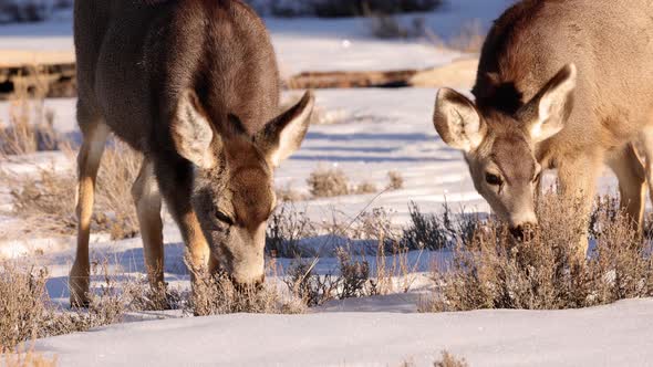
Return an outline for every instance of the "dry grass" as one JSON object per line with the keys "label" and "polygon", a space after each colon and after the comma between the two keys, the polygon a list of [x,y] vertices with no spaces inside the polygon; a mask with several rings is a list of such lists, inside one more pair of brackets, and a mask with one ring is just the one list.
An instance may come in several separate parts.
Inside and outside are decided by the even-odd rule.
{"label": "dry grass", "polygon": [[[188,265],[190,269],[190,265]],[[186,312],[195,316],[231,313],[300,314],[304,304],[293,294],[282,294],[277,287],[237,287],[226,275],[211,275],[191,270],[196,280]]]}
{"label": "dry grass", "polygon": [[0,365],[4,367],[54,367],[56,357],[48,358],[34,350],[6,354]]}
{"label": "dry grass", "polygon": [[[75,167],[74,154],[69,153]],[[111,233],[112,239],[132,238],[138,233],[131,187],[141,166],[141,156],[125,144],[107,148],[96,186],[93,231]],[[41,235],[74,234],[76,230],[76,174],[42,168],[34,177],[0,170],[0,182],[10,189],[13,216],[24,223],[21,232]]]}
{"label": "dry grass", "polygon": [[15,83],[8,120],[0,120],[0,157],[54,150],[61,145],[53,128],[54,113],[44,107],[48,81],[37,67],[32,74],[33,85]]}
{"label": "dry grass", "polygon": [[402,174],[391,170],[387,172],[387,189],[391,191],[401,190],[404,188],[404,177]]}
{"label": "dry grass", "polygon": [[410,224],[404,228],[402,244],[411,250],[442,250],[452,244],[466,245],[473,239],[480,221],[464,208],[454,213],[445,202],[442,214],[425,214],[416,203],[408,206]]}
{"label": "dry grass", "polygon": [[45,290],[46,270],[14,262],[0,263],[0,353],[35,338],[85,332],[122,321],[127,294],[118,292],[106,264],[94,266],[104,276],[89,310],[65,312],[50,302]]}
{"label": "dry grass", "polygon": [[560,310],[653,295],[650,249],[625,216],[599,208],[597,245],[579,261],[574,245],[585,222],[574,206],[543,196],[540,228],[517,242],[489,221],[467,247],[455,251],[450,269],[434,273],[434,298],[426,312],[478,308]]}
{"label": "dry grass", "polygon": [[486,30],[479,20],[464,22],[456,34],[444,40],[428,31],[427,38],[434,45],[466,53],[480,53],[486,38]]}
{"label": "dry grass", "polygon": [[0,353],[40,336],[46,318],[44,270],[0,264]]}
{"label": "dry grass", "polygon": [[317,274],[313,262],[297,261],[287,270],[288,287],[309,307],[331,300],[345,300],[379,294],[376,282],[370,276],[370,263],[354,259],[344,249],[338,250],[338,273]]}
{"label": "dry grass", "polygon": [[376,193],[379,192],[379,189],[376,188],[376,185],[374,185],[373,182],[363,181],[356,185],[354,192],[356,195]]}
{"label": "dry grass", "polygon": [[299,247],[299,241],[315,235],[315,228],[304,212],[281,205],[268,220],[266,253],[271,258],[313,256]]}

==========

▶ [Stated goal] Give back every one of the lines above word for word, but leave out the pictures.

▶ [Response to the task]
Return an outline for every instance of the "dry grass" as one JSON object per line with the keys "label" and "polygon", a space after each colon and after the comma between the two keys, the polygon a list of [x,y] vertices with no spaces inside the polygon; a mask with several rings is a list of such lists, inside one more pair of brackets, and a mask with one ring is just the one list.
An instance may come in several separate parts.
Inside and outside are decided by the even-odd rule.
{"label": "dry grass", "polygon": [[[188,265],[190,269],[190,265]],[[186,312],[195,316],[231,313],[300,314],[304,304],[293,294],[282,294],[277,287],[237,287],[226,275],[211,275],[191,270],[196,280]]]}
{"label": "dry grass", "polygon": [[0,365],[4,367],[54,367],[56,357],[48,358],[34,350],[6,354]]}
{"label": "dry grass", "polygon": [[[75,167],[74,154],[69,153]],[[111,233],[112,239],[132,238],[138,233],[131,187],[141,166],[141,156],[125,144],[107,148],[96,186],[93,231]],[[41,235],[74,234],[76,230],[76,174],[42,168],[34,177],[0,170],[0,182],[10,189],[13,216],[24,223],[21,232]]]}
{"label": "dry grass", "polygon": [[15,83],[8,120],[0,120],[0,157],[54,150],[61,145],[53,128],[54,113],[44,107],[48,81],[37,67],[32,74],[33,85]]}
{"label": "dry grass", "polygon": [[402,174],[391,170],[387,172],[387,189],[391,191],[401,190],[404,188],[404,177]]}
{"label": "dry grass", "polygon": [[410,224],[404,228],[402,244],[411,250],[442,250],[452,244],[466,245],[473,239],[480,221],[464,208],[454,213],[445,202],[442,214],[425,214],[416,203],[408,206]]}
{"label": "dry grass", "polygon": [[45,290],[46,270],[14,262],[0,263],[0,353],[35,338],[85,332],[122,321],[127,294],[118,292],[106,264],[94,266],[104,276],[89,310],[65,312],[50,302]]}
{"label": "dry grass", "polygon": [[560,310],[653,295],[650,249],[625,216],[599,208],[597,245],[579,261],[574,245],[585,222],[574,206],[543,196],[540,228],[517,242],[489,221],[467,247],[455,251],[450,269],[434,273],[434,298],[426,312],[478,308]]}
{"label": "dry grass", "polygon": [[486,30],[479,20],[464,22],[456,34],[444,40],[428,31],[427,38],[434,45],[466,53],[480,53],[486,38]]}
{"label": "dry grass", "polygon": [[0,353],[40,336],[46,318],[44,270],[0,264]]}
{"label": "dry grass", "polygon": [[317,274],[313,262],[297,261],[287,270],[288,287],[309,307],[331,300],[345,300],[379,294],[376,282],[370,276],[370,263],[354,259],[344,249],[338,250],[338,273]]}
{"label": "dry grass", "polygon": [[376,193],[379,192],[379,189],[376,188],[376,185],[374,185],[373,182],[363,181],[356,185],[354,192],[356,195]]}
{"label": "dry grass", "polygon": [[299,247],[299,241],[315,235],[315,228],[304,212],[281,205],[268,220],[266,253],[271,258],[313,256]]}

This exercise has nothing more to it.